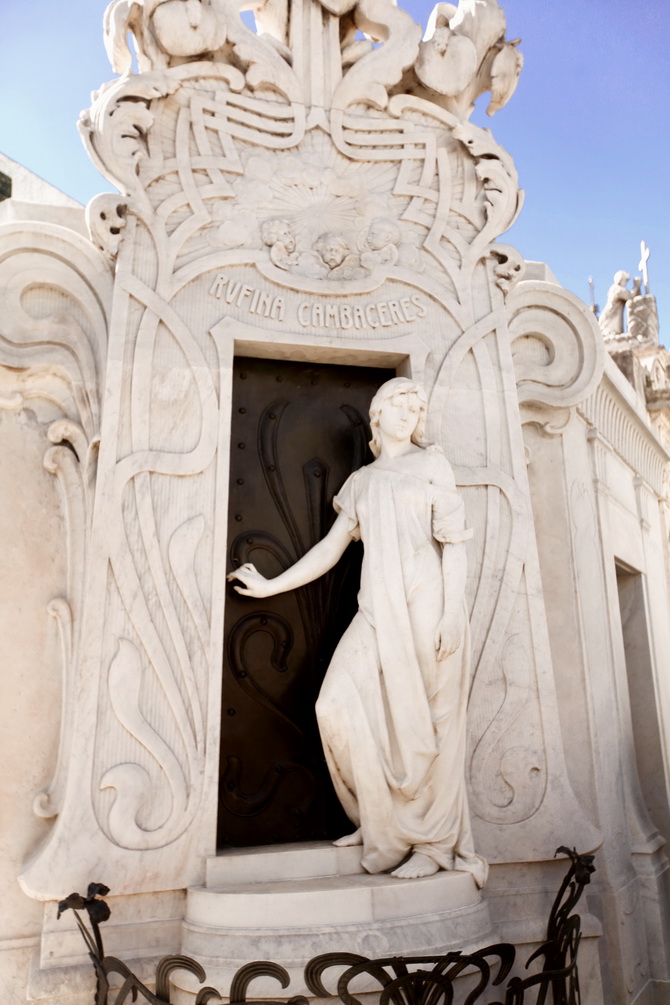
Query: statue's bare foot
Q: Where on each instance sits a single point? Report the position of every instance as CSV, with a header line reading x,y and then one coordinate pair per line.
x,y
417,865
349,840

--

Written task: Reproduce every line of the listing above, including the requests, but scale each x and y coordinate in the answers by 1.4 and round it to a whole number, with halves rounded up. Leave the pictures out.

Expected output:
Query: statue's bare foot
Q: Where on each instance sits a single point? Report the position of every instance as CSV, with a header line reading x,y and then one coordinate pair per line.
x,y
584,1211
489,1176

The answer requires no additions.